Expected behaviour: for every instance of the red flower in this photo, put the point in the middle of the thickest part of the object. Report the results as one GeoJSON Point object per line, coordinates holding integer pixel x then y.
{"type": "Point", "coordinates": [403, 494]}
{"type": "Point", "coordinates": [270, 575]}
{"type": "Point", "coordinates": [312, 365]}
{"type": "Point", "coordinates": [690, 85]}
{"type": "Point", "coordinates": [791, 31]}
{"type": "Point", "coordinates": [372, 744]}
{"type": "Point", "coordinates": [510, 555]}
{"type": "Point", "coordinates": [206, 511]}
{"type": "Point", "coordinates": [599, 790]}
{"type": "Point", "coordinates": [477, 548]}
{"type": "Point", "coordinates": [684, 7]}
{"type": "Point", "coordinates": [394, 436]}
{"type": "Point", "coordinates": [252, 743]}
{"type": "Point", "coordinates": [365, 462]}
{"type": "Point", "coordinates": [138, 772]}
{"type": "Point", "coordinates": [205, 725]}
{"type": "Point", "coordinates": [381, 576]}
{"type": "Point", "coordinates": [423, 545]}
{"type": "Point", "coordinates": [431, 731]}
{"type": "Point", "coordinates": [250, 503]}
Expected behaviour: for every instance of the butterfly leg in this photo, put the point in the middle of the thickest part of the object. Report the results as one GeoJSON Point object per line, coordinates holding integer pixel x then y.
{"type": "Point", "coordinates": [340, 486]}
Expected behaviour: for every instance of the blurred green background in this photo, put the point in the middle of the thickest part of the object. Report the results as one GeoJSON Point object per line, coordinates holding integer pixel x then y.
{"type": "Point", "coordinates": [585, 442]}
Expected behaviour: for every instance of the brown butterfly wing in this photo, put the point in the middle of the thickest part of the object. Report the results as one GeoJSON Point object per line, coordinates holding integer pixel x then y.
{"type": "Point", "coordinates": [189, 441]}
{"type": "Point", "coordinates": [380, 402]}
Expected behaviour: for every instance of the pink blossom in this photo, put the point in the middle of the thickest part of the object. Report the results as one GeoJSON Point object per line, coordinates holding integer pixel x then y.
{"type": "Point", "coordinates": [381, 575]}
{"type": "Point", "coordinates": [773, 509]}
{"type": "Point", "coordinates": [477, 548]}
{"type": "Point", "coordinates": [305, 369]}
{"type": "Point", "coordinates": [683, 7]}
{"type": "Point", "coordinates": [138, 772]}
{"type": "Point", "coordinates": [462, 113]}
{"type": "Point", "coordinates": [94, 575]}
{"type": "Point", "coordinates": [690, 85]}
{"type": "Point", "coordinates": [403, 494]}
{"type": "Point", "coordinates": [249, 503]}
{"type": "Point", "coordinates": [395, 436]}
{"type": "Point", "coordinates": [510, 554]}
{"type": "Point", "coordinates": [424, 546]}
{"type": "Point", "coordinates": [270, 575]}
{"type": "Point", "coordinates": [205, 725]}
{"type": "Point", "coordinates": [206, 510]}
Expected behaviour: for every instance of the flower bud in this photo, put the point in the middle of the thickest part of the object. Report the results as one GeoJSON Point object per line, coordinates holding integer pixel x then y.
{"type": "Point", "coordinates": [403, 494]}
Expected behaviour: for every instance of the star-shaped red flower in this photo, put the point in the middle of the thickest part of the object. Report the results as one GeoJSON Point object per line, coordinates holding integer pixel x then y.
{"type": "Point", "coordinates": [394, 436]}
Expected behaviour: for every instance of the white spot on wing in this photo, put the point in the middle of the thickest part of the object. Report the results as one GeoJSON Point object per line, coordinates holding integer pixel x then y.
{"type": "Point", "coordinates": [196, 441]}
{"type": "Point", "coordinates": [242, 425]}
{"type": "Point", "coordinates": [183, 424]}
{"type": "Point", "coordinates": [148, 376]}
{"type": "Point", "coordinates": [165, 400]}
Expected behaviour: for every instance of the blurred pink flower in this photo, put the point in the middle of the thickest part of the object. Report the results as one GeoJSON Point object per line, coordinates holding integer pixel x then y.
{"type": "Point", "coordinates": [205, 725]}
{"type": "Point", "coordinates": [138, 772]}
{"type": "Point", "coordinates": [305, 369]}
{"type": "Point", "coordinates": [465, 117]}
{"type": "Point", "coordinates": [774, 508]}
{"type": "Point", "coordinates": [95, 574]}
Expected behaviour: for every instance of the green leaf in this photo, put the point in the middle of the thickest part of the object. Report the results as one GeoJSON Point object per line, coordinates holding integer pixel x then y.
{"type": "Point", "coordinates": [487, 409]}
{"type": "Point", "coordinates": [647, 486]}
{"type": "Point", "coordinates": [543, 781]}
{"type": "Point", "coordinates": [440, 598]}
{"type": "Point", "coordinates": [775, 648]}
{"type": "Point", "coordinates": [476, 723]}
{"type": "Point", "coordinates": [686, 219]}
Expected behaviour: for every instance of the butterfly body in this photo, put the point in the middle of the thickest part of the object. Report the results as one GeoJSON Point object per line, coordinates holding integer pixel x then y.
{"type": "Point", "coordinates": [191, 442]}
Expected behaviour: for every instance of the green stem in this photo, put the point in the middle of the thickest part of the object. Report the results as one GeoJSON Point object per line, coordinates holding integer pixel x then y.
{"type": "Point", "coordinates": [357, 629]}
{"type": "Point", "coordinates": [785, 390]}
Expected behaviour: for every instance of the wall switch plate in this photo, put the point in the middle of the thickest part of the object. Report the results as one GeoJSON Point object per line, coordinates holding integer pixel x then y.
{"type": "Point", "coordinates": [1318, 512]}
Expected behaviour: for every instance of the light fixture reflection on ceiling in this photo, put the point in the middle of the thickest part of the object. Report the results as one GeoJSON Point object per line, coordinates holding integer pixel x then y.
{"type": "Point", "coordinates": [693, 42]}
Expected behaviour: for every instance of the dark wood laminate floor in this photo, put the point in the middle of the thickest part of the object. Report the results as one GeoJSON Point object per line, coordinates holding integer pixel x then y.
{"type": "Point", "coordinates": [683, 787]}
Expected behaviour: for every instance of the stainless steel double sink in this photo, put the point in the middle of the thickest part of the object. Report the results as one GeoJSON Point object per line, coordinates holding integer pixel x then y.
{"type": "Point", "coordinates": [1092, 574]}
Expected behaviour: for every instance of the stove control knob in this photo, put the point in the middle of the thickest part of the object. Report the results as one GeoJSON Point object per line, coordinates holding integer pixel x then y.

# What this task involves
Return all of the material exactly as written, from the first line through the last.

# Solution
Expected behaviour: for every instance of the red flower in this photo, put the point in the middle of the thickest part of the object. Report the results as one GeoJSON Point object per line, coordinates holding integer pixel x then y.
{"type": "Point", "coordinates": [403, 494]}
{"type": "Point", "coordinates": [270, 575]}
{"type": "Point", "coordinates": [312, 365]}
{"type": "Point", "coordinates": [690, 85]}
{"type": "Point", "coordinates": [791, 31]}
{"type": "Point", "coordinates": [372, 744]}
{"type": "Point", "coordinates": [510, 555]}
{"type": "Point", "coordinates": [206, 511]}
{"type": "Point", "coordinates": [599, 790]}
{"type": "Point", "coordinates": [477, 548]}
{"type": "Point", "coordinates": [684, 7]}
{"type": "Point", "coordinates": [394, 436]}
{"type": "Point", "coordinates": [252, 743]}
{"type": "Point", "coordinates": [365, 462]}
{"type": "Point", "coordinates": [138, 772]}
{"type": "Point", "coordinates": [205, 725]}
{"type": "Point", "coordinates": [381, 576]}
{"type": "Point", "coordinates": [423, 545]}
{"type": "Point", "coordinates": [431, 731]}
{"type": "Point", "coordinates": [250, 503]}
Expected behaviour: for every instance of the butterfly leg in this photo, put the point in the middle of the thickest part of the object. Report the results as one GeoJSON Point object per line, coordinates holding integer pixel x then y.
{"type": "Point", "coordinates": [340, 486]}
Expected behaviour: for every instance of the blurred green background in this photo, put the point in the middle of the thickest part of the object. Report the results as one GeoJSON Point object per line, coordinates holding integer pixel x then y.
{"type": "Point", "coordinates": [585, 442]}
Expected behaviour: for every instance of the brown butterfly wing in this photo, put the point in the middle of the thickest part of the object. Report the results as one GeoJSON Point object per line, coordinates holding integer pixel x then y.
{"type": "Point", "coordinates": [189, 441]}
{"type": "Point", "coordinates": [380, 402]}
Expected behaviour: for every instance of the pink blossom in this photo, put the point in the middle of the thickest part of the object. Report the results as one GeoJSON Point object per line, coordinates holding integer pixel x then y.
{"type": "Point", "coordinates": [381, 575]}
{"type": "Point", "coordinates": [773, 509]}
{"type": "Point", "coordinates": [477, 548]}
{"type": "Point", "coordinates": [305, 369]}
{"type": "Point", "coordinates": [683, 7]}
{"type": "Point", "coordinates": [138, 772]}
{"type": "Point", "coordinates": [462, 113]}
{"type": "Point", "coordinates": [94, 575]}
{"type": "Point", "coordinates": [690, 85]}
{"type": "Point", "coordinates": [403, 494]}
{"type": "Point", "coordinates": [249, 503]}
{"type": "Point", "coordinates": [395, 436]}
{"type": "Point", "coordinates": [510, 554]}
{"type": "Point", "coordinates": [424, 546]}
{"type": "Point", "coordinates": [270, 575]}
{"type": "Point", "coordinates": [205, 725]}
{"type": "Point", "coordinates": [206, 510]}
Expected behaviour: for every instance of the flower bud in this photo, put the point in the middle of the thickest part of the object. Report the results as one GeoJSON Point object per line, coordinates holding integer pixel x then y.
{"type": "Point", "coordinates": [403, 494]}
Expected behaviour: for every instance of the star-shaped red flower in this photo, put the point in the middle of the thickest part of the object. Report the results as one GeoJSON Point object per line, coordinates holding integer pixel x then y.
{"type": "Point", "coordinates": [394, 436]}
Expected behaviour: for every instance of the white spot on wing in this photo, put the point in the middle of the thickest part of the object. Report the results as one GeoJSON Point object per line, coordinates holding integer pixel x then y.
{"type": "Point", "coordinates": [196, 441]}
{"type": "Point", "coordinates": [242, 425]}
{"type": "Point", "coordinates": [183, 424]}
{"type": "Point", "coordinates": [148, 376]}
{"type": "Point", "coordinates": [165, 400]}
Expected behaviour: for every instance of the blurred pink flower in this photo, put the point in the middle of the thickest part of the object. Report the results as one GeoJSON Point object per line, coordinates holding integer pixel x then y.
{"type": "Point", "coordinates": [205, 725]}
{"type": "Point", "coordinates": [138, 772]}
{"type": "Point", "coordinates": [305, 369]}
{"type": "Point", "coordinates": [465, 117]}
{"type": "Point", "coordinates": [774, 508]}
{"type": "Point", "coordinates": [95, 574]}
Expected behaviour: for every instance of the green leaf in this photo, put the point in the middle of the thickest part of the object. Report the results as one GeoJSON Point object per line, coordinates holding integer pixel x then y.
{"type": "Point", "coordinates": [487, 409]}
{"type": "Point", "coordinates": [647, 486]}
{"type": "Point", "coordinates": [543, 781]}
{"type": "Point", "coordinates": [440, 598]}
{"type": "Point", "coordinates": [775, 648]}
{"type": "Point", "coordinates": [476, 723]}
{"type": "Point", "coordinates": [686, 219]}
Expected behaviour: for every instance of the butterfly body in this photo, put the point in the middle of the thickest part of the object. Report the results as one GeoJSON Point object per line, coordinates holding integer pixel x then y.
{"type": "Point", "coordinates": [191, 442]}
Expected behaviour: for every instance of the green stem in this photo, put the point in the middle of the thickest part of the object. Report the results as one GeoJSON Point object per line, coordinates holding integer pixel x then y.
{"type": "Point", "coordinates": [357, 629]}
{"type": "Point", "coordinates": [785, 390]}
Expected behaviour: for every instance of the wall switch plate in this photo, put the point in the middle of the thickest part of the object. Report the results as one GeoJSON Point object per line, coordinates holding integer pixel x then y.
{"type": "Point", "coordinates": [1318, 512]}
Expected behaviour: for every instance of the light fixture reflection on ceiling in this photo, put the point in the middle of the thickest part of the object. Report the results as one GeoJSON Point object per line, coordinates holding integer pixel x then y.
{"type": "Point", "coordinates": [693, 42]}
Expected behaviour: for every instance of the dark wood laminate floor in this photo, put the point in the middle of the thickest part of the object. Report the results as one GeoJSON Point object per line, coordinates holding integer pixel x then y.
{"type": "Point", "coordinates": [683, 787]}
Expected behaviour: for every instance of the stainless steel double sink in this photo, put the point in the middle of the thickest part of the object. Report the results as one GeoJSON Point object per line, coordinates holding integer pixel x then y.
{"type": "Point", "coordinates": [1092, 574]}
Expected behaviour: for every instance of the stove control knob in this photo, put the point in the middle of the thickest part of the object. Report the results as one GeoJSON Point object per line, coordinates holding integer pixel x then y.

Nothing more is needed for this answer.